Point annotation dataset rows:
------------------------------------------------
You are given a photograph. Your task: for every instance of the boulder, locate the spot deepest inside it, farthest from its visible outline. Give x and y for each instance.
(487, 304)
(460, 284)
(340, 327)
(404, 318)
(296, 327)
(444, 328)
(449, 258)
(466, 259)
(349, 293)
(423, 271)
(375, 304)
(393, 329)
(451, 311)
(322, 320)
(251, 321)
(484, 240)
------------------------------------------------
(Task to complete) Could you edit these rows so that "boulder" becomes "rock", with nothing else changed?

(Result of this exercise)
You are given a photograph. Your task: for every instance of the rock, locate the spot deepest inside it, farthest from its visible outline. Give x and y for each instance.
(487, 304)
(460, 284)
(340, 327)
(404, 318)
(296, 327)
(444, 328)
(449, 258)
(466, 259)
(349, 293)
(423, 271)
(375, 304)
(393, 329)
(451, 311)
(322, 320)
(251, 321)
(484, 240)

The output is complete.